(Dataset records)
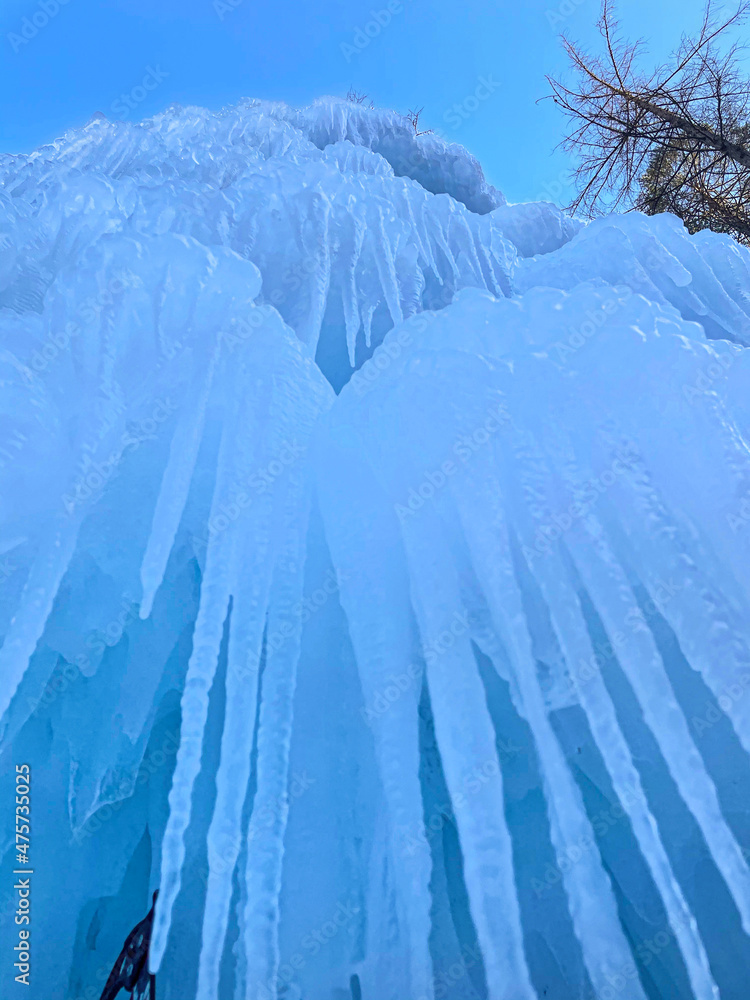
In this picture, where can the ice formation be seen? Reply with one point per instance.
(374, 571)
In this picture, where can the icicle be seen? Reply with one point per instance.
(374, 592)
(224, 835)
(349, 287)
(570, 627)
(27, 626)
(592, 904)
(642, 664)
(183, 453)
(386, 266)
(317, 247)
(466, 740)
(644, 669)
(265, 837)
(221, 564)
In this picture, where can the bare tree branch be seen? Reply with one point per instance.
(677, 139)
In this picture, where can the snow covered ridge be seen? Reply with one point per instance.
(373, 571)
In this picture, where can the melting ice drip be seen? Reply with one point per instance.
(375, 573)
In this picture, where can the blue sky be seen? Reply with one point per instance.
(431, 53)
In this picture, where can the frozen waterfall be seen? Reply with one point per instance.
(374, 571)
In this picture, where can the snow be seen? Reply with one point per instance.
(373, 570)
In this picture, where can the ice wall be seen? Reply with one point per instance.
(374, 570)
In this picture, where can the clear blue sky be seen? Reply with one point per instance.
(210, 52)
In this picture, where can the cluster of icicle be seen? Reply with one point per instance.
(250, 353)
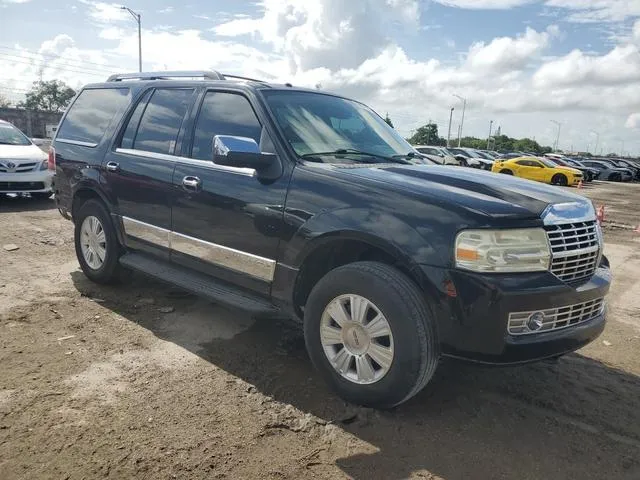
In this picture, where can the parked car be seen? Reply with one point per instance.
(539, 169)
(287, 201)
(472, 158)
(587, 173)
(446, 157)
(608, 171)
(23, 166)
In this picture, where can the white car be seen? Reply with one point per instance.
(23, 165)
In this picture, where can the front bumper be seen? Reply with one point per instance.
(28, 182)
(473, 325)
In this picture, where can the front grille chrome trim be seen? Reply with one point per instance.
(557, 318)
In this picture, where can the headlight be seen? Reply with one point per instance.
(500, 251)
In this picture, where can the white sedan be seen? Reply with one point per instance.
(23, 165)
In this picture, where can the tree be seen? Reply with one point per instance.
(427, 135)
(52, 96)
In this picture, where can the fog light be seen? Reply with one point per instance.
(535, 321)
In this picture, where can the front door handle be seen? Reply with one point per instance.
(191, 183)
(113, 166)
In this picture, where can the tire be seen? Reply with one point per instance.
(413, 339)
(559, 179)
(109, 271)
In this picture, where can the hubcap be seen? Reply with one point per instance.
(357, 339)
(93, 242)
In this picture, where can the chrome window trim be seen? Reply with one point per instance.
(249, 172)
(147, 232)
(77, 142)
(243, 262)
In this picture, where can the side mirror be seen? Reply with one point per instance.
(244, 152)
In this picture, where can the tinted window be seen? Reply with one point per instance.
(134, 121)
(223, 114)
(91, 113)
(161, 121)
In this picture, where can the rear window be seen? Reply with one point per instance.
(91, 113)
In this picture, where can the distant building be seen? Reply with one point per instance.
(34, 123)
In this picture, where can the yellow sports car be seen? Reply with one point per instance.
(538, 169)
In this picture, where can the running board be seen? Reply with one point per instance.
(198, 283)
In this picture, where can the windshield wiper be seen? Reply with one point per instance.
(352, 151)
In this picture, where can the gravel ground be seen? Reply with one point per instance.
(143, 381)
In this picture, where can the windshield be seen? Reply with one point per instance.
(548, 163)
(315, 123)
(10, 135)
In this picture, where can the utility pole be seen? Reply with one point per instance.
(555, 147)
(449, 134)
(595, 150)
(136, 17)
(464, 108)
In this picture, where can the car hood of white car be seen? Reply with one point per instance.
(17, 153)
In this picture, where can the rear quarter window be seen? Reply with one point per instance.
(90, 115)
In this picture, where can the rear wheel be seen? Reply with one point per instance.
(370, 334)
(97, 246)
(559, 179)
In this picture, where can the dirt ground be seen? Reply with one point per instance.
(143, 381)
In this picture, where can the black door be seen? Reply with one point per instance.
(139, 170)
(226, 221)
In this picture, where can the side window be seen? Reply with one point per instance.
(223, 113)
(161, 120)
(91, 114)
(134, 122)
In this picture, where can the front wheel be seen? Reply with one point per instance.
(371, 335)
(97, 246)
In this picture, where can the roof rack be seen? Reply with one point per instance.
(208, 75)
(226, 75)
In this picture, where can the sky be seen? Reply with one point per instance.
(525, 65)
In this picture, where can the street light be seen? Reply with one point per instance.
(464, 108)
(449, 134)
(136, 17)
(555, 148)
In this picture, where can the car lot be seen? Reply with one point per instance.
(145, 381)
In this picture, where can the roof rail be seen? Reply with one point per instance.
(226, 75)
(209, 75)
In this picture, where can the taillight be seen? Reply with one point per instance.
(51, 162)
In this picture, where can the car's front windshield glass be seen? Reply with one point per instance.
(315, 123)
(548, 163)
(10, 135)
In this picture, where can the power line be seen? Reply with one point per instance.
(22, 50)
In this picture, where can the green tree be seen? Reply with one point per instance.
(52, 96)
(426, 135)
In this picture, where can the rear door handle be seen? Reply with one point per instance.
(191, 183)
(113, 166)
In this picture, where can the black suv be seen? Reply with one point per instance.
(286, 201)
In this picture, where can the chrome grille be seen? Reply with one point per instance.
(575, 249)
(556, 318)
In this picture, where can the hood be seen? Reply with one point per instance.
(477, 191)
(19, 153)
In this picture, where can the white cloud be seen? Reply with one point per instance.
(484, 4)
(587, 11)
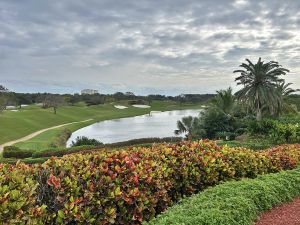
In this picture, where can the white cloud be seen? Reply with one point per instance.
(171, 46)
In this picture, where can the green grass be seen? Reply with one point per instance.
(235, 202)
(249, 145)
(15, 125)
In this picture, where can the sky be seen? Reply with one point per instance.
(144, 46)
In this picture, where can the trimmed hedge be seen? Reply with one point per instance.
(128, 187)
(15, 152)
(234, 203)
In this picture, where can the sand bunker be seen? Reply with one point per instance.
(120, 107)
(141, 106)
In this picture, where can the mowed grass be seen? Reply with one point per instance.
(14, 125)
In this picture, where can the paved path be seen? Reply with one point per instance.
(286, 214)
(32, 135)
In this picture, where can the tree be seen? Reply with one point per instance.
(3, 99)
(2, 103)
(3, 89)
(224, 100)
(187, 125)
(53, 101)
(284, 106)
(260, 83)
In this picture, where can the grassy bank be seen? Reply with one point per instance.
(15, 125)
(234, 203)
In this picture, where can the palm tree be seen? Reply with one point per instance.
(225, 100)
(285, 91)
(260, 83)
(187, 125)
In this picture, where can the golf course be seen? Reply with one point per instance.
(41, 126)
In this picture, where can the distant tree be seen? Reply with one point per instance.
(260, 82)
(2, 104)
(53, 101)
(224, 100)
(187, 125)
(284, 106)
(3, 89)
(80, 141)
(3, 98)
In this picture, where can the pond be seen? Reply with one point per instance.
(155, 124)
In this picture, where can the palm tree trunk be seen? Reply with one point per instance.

> GIVEN INSTRUCTION
Make an exact copy of every entry above, minus the images.

> ANSWER TO THIS EXERCISE
In this picture, where can the ice formation be seen? Reply with one point per instance.
(374, 571)
In this picture, where can the icicle be seen? Reply with one point per instance.
(374, 592)
(224, 835)
(349, 287)
(570, 627)
(27, 626)
(592, 904)
(642, 664)
(183, 453)
(386, 266)
(317, 247)
(466, 740)
(644, 669)
(265, 837)
(221, 564)
In this picture, where can the bare tree branch be seen? Reply with one point per instance.
(677, 139)
In this picture, where can the snow covered ridge be seen? Reply with one point per instance.
(373, 571)
In this picture, where can the melting ice drip be seen? Reply with one point per instance.
(375, 573)
In this picture, where can the blue sky be seen? Reply with one point per instance.
(431, 53)
In this picture, where can the frozen waterfall be seen? Reply with one point per instance.
(374, 571)
In this picture, where can the snow be seen? Reply with one point per instance.
(373, 570)
In this picture, where can the ice wall be seen? Reply with one point per instance.
(374, 570)
In this picture, where can the clear blue sky be seen? Reply with one point per instance.
(210, 52)
In this picture, where can the cluster of icicle be seen? Reply with one point per instance.
(250, 353)
In this picture, where can the parked car be seen? Reply with one point per instance.
(539, 169)
(287, 201)
(472, 158)
(587, 173)
(446, 157)
(608, 171)
(23, 166)
In this picture, where can the white car be seen? Reply with one point per instance.
(23, 165)
In this picture, where can the front bumper be seen? Reply with one point per instance.
(28, 182)
(473, 325)
In this picture, where can the front grille chrome trim be seen? Reply with one point per instance.
(557, 318)
In this picture, where can the headlight be seen? Reply with one point per instance.
(500, 251)
In this picture, where can the white sedan be seen? Reply with one point per instance.
(23, 165)
In this picture, where can the tree be seen? Reply with one point per instance.
(427, 135)
(52, 96)
In this picture, where can the fog light be seen? Reply with one point per instance.
(535, 321)
In this picture, where can the front door handle be seen? Reply with one point per instance.
(191, 183)
(113, 166)
In this picture, where can the tire be seen? Reply with one point per instance.
(413, 339)
(559, 179)
(109, 271)
In this picture, where can the hubcap be seen? Reply with one point per instance.
(357, 339)
(93, 242)
In this picture, where can the chrome window trim be seen? Reply with one point per instance.
(249, 172)
(147, 232)
(77, 142)
(243, 262)
In this picture, where can the side mirror be seen? Reply with one point per instance.
(244, 152)
In this picture, where can the tinted window be seen? Reply with one point per instance.
(134, 121)
(223, 114)
(91, 113)
(161, 121)
In this picture, where can the rear window be seen? Reply with one point per instance.
(91, 113)
In this picture, where can the distant building be seen? Reply with one point per instance.
(34, 123)
In this picture, where can the yellow sports car be seen? Reply with one point per instance.
(538, 169)
In this picture, where can the running board be seen? Reply with one point per instance.
(198, 283)
In this picture, where can the windshield wiper be seen? Reply with one point per instance.
(352, 151)
In this picture, where can the gravel ground be seen? Reply with one point per instance.
(143, 381)
In this picture, where can the windshield be seen? Reply with one point per instance.
(548, 163)
(315, 123)
(10, 135)
In this picture, where can the utility pole be seen? Reply with one point per instance.
(555, 147)
(449, 134)
(595, 150)
(136, 17)
(464, 108)
In this picture, where can the car hood of white car be seen? Reply with one point per instance.
(17, 153)
In this picture, where can the rear quarter window be seen? Reply with one point per instance.
(90, 115)
In this picture, where can the rear wheel be seen? Reply with one point per instance.
(370, 334)
(97, 246)
(559, 179)
In this picture, where can the dirt ground be seen? Reply with one point per instance.
(143, 381)
In this picture, where can the black door be seen? Reply with one point per instance.
(139, 170)
(226, 221)
In this picture, where can the side window be seen? Reply with one point per instance.
(223, 113)
(161, 120)
(91, 114)
(134, 122)
In this picture, where can the front wheel be seen? Reply with one point per instance.
(371, 335)
(97, 246)
In this picture, where can the roof rack be seen? Reply with one point per instance.
(208, 75)
(226, 75)
In this picture, where can the sky be seen? Reply with one point per instance.
(525, 65)
In this picture, where can the street light be seen? Reply with one point per instance.
(464, 108)
(449, 134)
(136, 17)
(555, 148)
In this picture, where can the car lot be seen? Reply with one point per instance.
(145, 381)
In this picture, where can the roof rail be seen? Reply with one point per instance.
(226, 75)
(209, 75)
In this picture, where can the taillight be seen? Reply with one point per instance.
(51, 162)
In this picture, where can the car's front windshield glass be seen? Reply with one point per instance.
(315, 123)
(548, 163)
(10, 135)
In this picture, where can the power line be seen? Reply with one point per instance.
(22, 50)
In this picture, where can the green tree be seen? Reply with one point per instance.
(52, 96)
(426, 135)
In this picture, where can the rear door handle be seen? Reply with one point per instance.
(191, 183)
(113, 166)
In this picture, where can the black suv be seen? Reply with one point per instance.
(286, 201)
In this picture, where can the chrome grille be seen? Reply with one point per instance.
(575, 249)
(556, 318)
In this picture, where can the hood be seen? Reply with one point per instance.
(477, 191)
(19, 153)
In this picture, where can the white cloud be seen? Reply with one point per instance.
(484, 4)
(587, 11)
In this picture, where can the white cloud be seen? Reply with one point per instance.
(171, 46)
In this picture, where can the green grass be seen? Reply with one point per instance.
(235, 202)
(249, 145)
(15, 125)
In this picture, where can the sky be seen? Reply with one point per instance.
(144, 46)
In this picture, where can the trimmed hedge be seen? Reply with one point per instance.
(128, 187)
(15, 152)
(234, 203)
In this picture, where can the sand bunker be seen? Reply with one point per instance.
(120, 107)
(141, 106)
In this picture, where can the mowed grass be seen? Reply with one point per instance.
(14, 125)
In this picture, where can the paved path be seen? Reply with one point per instance.
(286, 214)
(32, 135)
In this picture, where can the tree be seen? Reply with one point per instance.
(3, 99)
(2, 103)
(3, 89)
(224, 100)
(187, 125)
(53, 101)
(284, 106)
(260, 83)
In this picture, where can the grassy bank be seen? Reply with one point per instance.
(15, 125)
(234, 203)
In this picture, where can the palm tree be seen? Reply with one point per instance.
(225, 100)
(285, 91)
(260, 83)
(187, 125)
In this picture, where can the golf course be seen? Reply with one point per instance.
(41, 126)
In this picture, where can the distant tree be seen? Reply with one point per instance.
(260, 82)
(2, 104)
(53, 101)
(224, 100)
(187, 125)
(284, 106)
(3, 89)
(80, 141)
(3, 98)
In this picture, where can the pond be seen? Reply with one point per instance.
(155, 124)
In this picture, where can the palm tree trunk be seen? Reply with one point per instance.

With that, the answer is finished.